## [Source document]
────────────────

[llvm] r337471 - [LoadStoreVectorizer] Use getMinusScev() to compute the distance between two pointers.
Farhana Aleen via llvm-commits
llvm-commits at lists.llvm.org
Thu Jul 19 12:46:44 PDT 2018
Thanks, Philip.
Yes, I noticed your comments to the thread. I will follow-up there.
Farhana
On Thu, Jul 19, 2018 at 11:39 AM, Philip Reames <listmail at philipreames.com>
wrote:
> FYI, I replied to the review thread with a few ideas for improvement on
> this patch.
>
>
>
> On 07/19/2018 09:50 AM, Farhana Aleen via llvm-commits wrote:
>
>> Author: faaleen
>> Date: Thu Jul 19 09:50:27 2018
>> New Revision: 337471
>>
>> URL: http://llvm.org/viewvc/llvm-project?rev=337471&view=rev
>> Log:
>> [LoadStoreVectorizer] Use getMinusScev() to compute the distance between
>> two pointers.
>>
>> Summary: Currently, isConsecutiveAccess() detects two pointers(PtrA and
>> PtrB) as consecutive by
>> comparing PtrB with BaseDelta+PtrA. This works when both
>> pointers are factorized or
>> both of them are not factorized. But isConsecutiveAccess()
>> fails if one of the
>> pointers is factorized but the other one is not.
>>
>> Here is an example:
>> PtrA = 4 * (A + B)
>> PtrB = 4 + 4A + 4B
>>
>> This patch uses getMinusSCEV() to compute the distance between
>> two pointers.
>> getMinusSCEV() allows combining the expressions and computing
>> the simplified distance.

────────────────

## [Challenge]
Condense the paragraph of the LLVM commit thread above that begins "Summary: Currently, isConsecutiveAccess()" into a shorter version that keeps its main facts.

────────────────

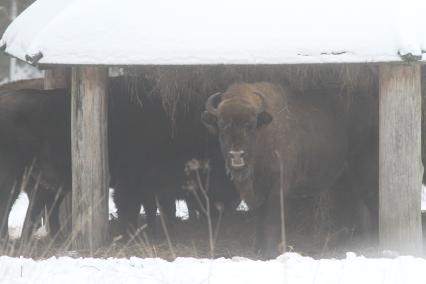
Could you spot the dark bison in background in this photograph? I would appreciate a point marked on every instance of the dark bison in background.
(32, 125)
(146, 160)
(272, 137)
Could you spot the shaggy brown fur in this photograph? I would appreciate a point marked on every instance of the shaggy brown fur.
(305, 136)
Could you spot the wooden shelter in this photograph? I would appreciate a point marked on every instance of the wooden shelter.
(89, 36)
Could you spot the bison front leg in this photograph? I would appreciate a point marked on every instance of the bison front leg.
(270, 225)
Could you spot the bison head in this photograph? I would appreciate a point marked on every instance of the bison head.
(236, 119)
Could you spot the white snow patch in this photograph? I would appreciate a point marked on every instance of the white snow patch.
(218, 32)
(288, 268)
(17, 215)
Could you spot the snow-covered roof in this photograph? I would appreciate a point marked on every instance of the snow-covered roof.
(168, 32)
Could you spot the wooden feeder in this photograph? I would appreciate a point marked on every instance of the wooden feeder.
(89, 36)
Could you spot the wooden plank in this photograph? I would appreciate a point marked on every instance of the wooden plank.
(400, 167)
(57, 78)
(90, 172)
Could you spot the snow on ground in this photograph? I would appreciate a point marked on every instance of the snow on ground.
(288, 268)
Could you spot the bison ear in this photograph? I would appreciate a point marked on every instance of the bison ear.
(210, 121)
(263, 118)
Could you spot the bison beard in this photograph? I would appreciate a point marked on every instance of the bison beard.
(261, 120)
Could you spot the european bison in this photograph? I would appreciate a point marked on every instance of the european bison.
(146, 160)
(273, 138)
(32, 129)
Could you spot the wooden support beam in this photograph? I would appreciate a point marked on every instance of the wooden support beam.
(400, 167)
(90, 174)
(57, 78)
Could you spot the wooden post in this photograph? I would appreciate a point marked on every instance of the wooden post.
(90, 174)
(400, 167)
(56, 78)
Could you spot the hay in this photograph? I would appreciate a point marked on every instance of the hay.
(37, 84)
(186, 88)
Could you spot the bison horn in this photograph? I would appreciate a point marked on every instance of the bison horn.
(263, 102)
(212, 102)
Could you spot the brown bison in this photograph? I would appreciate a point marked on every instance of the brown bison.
(273, 138)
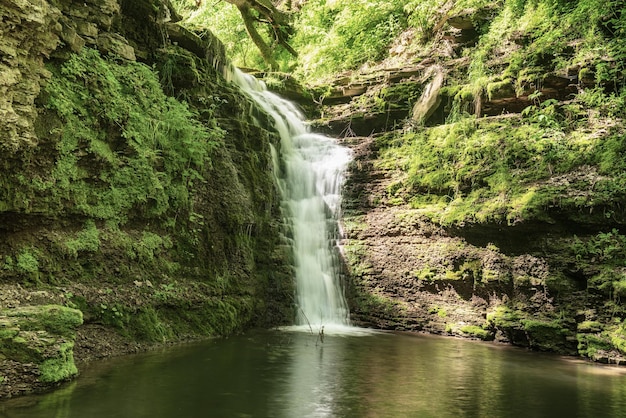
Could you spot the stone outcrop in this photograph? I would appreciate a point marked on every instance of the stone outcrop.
(209, 262)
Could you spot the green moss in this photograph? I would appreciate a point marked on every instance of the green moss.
(477, 332)
(61, 367)
(56, 319)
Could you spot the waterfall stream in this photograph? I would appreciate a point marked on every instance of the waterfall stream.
(309, 171)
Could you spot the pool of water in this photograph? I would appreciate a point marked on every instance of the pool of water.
(295, 373)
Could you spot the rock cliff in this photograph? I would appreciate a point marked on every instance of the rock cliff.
(486, 207)
(136, 190)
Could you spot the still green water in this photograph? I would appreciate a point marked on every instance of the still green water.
(294, 374)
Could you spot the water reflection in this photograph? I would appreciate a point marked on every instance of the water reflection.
(293, 374)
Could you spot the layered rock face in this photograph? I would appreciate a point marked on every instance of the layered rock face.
(460, 215)
(135, 189)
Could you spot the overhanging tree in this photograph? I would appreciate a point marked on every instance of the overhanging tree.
(278, 22)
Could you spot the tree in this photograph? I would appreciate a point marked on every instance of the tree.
(278, 21)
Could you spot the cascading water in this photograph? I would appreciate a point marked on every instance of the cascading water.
(310, 181)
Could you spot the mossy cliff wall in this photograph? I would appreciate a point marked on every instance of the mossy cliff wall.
(134, 186)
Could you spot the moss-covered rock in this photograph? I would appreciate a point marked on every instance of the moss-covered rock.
(43, 335)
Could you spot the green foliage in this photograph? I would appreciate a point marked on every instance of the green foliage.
(61, 367)
(482, 171)
(608, 251)
(335, 36)
(477, 332)
(124, 145)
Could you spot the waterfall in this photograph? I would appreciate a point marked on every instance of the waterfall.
(309, 171)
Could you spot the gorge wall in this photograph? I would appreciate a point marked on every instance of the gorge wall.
(488, 206)
(137, 204)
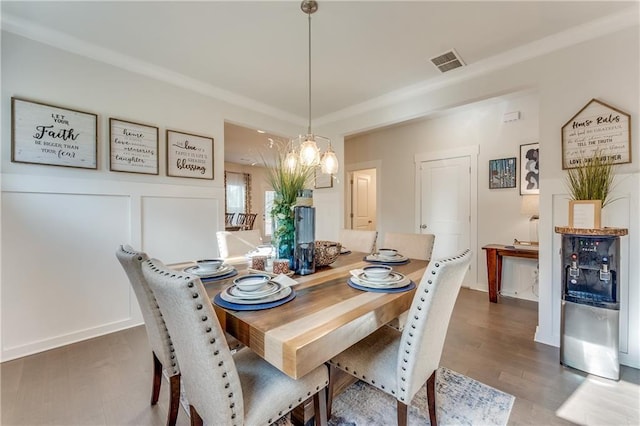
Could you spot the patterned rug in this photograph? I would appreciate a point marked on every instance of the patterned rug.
(460, 400)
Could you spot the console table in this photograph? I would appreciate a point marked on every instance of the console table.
(495, 252)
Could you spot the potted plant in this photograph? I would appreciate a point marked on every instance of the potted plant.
(589, 186)
(286, 179)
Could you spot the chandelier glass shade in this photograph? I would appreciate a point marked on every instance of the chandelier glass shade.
(304, 149)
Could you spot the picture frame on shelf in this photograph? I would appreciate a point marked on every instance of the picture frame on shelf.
(585, 214)
(530, 169)
(189, 155)
(53, 135)
(133, 147)
(323, 180)
(502, 173)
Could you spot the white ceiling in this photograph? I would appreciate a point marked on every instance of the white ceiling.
(255, 53)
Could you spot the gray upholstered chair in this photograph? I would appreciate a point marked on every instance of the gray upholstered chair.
(159, 339)
(358, 240)
(399, 363)
(225, 388)
(414, 246)
(233, 245)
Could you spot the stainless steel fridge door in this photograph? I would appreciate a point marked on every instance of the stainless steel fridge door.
(590, 340)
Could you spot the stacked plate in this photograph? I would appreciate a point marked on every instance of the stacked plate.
(225, 271)
(271, 292)
(393, 280)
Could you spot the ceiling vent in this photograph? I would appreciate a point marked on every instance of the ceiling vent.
(448, 61)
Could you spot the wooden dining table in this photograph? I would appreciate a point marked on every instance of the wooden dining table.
(325, 317)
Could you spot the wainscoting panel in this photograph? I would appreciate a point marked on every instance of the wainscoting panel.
(175, 229)
(61, 279)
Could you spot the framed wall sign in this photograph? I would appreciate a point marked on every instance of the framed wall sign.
(502, 173)
(323, 180)
(189, 155)
(52, 135)
(585, 214)
(529, 169)
(596, 128)
(133, 147)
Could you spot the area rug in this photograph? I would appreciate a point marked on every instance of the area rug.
(460, 400)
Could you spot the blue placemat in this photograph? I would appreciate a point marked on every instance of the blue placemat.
(252, 307)
(408, 287)
(383, 262)
(221, 277)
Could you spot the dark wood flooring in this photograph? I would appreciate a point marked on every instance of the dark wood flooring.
(107, 380)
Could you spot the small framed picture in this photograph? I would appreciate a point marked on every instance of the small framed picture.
(133, 147)
(585, 214)
(529, 169)
(502, 173)
(323, 180)
(53, 135)
(189, 155)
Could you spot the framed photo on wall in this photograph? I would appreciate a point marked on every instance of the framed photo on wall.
(189, 155)
(502, 173)
(529, 169)
(133, 147)
(53, 135)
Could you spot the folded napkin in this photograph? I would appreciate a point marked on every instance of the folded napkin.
(284, 280)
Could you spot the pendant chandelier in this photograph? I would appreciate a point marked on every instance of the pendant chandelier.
(304, 149)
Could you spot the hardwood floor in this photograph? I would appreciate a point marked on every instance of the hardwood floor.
(107, 380)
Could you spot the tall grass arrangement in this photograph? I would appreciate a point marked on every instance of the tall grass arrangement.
(592, 180)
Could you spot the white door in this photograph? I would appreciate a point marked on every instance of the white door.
(363, 200)
(445, 204)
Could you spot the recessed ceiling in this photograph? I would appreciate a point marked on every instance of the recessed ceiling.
(258, 50)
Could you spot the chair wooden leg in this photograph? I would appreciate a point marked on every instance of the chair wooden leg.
(196, 420)
(402, 409)
(330, 388)
(174, 399)
(157, 379)
(431, 398)
(320, 407)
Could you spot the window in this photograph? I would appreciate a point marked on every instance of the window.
(237, 192)
(268, 202)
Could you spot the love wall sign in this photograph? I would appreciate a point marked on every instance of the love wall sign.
(52, 135)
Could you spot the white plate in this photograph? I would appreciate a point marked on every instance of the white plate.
(377, 258)
(284, 292)
(195, 270)
(392, 278)
(402, 283)
(270, 288)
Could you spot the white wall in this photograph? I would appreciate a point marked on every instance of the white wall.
(60, 280)
(605, 67)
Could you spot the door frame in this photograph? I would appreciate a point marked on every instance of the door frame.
(471, 151)
(349, 169)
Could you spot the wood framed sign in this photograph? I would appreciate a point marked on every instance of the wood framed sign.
(133, 147)
(585, 214)
(189, 155)
(52, 135)
(596, 128)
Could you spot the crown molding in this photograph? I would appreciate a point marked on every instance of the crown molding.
(74, 45)
(588, 31)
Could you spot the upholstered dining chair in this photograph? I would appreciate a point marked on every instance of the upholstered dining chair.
(358, 240)
(399, 363)
(225, 388)
(162, 349)
(414, 246)
(233, 245)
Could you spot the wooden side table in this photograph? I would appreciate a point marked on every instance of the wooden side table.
(495, 252)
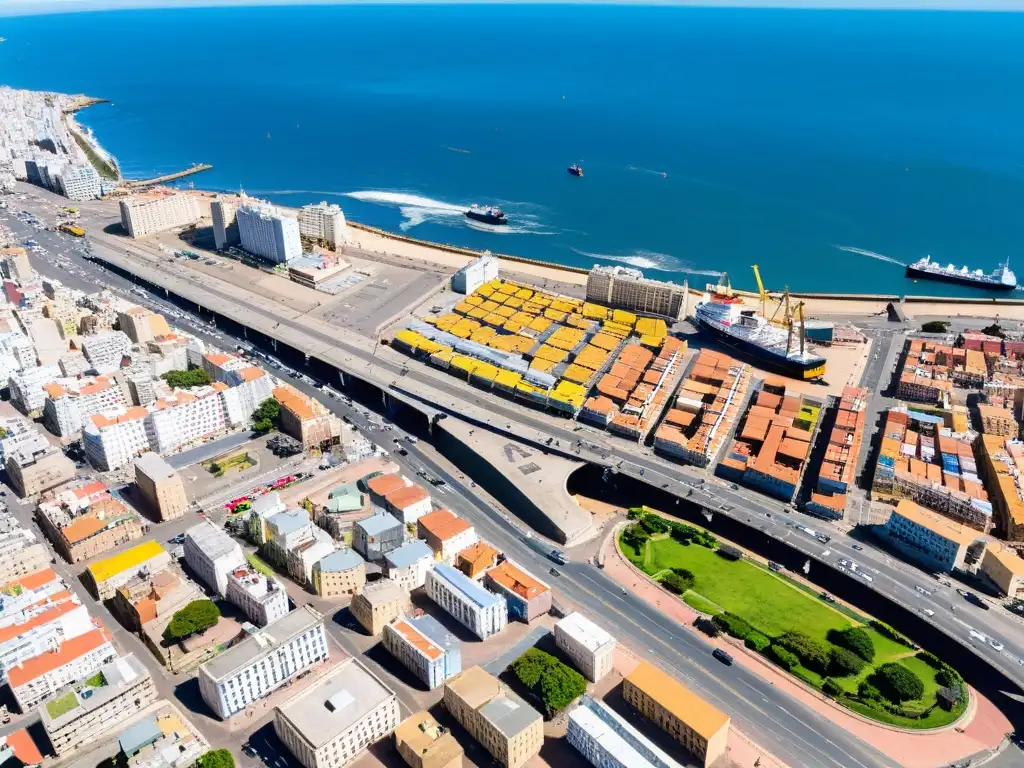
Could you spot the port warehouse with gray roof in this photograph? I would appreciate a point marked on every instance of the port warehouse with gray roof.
(263, 662)
(482, 612)
(330, 723)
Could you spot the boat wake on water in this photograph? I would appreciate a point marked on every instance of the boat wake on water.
(870, 254)
(642, 259)
(416, 210)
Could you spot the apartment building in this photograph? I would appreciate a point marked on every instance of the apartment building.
(526, 597)
(104, 577)
(155, 596)
(115, 692)
(161, 486)
(445, 534)
(225, 227)
(285, 531)
(34, 466)
(183, 418)
(333, 721)
(425, 743)
(268, 231)
(591, 648)
(41, 677)
(305, 419)
(607, 740)
(85, 527)
(20, 552)
(475, 560)
(342, 572)
(504, 724)
(41, 629)
(625, 288)
(263, 662)
(263, 599)
(700, 728)
(1003, 469)
(379, 604)
(212, 554)
(936, 542)
(474, 274)
(408, 565)
(1005, 569)
(80, 182)
(68, 406)
(158, 211)
(114, 438)
(105, 350)
(324, 222)
(482, 612)
(376, 536)
(425, 648)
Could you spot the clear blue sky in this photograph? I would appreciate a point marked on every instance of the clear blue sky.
(26, 7)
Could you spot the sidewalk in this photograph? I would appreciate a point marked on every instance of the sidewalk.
(983, 729)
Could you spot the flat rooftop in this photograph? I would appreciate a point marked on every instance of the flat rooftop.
(335, 702)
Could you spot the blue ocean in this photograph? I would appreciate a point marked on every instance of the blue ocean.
(829, 147)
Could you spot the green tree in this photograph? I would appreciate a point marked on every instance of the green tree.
(197, 616)
(554, 683)
(197, 377)
(843, 663)
(854, 639)
(217, 759)
(897, 683)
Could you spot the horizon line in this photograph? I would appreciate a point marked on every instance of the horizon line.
(20, 8)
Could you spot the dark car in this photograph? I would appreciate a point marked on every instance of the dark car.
(722, 656)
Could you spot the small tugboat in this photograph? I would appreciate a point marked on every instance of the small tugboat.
(488, 215)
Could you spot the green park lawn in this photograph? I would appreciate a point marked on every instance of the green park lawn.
(773, 604)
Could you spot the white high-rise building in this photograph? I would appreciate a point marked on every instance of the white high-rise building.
(324, 221)
(225, 228)
(157, 211)
(263, 662)
(113, 438)
(80, 182)
(212, 554)
(184, 417)
(268, 232)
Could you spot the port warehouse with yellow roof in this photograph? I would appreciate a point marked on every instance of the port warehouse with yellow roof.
(104, 577)
(539, 348)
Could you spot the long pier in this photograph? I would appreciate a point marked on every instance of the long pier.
(139, 183)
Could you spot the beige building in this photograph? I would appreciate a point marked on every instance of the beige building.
(340, 573)
(162, 487)
(332, 722)
(379, 604)
(1005, 569)
(424, 743)
(34, 466)
(157, 211)
(676, 710)
(507, 727)
(305, 419)
(89, 707)
(624, 288)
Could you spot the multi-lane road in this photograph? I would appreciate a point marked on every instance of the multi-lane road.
(781, 725)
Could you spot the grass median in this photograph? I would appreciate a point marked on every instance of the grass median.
(774, 608)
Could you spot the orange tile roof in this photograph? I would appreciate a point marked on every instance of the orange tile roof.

────────────────

## [Task output]
isConsecutiveAccess() treats PtrA and PtrB as consecutive by comparing PtrB with BaseDelta+PtrA. This works when both pointers are factorized or neither is, but fails when only one of them is factorized.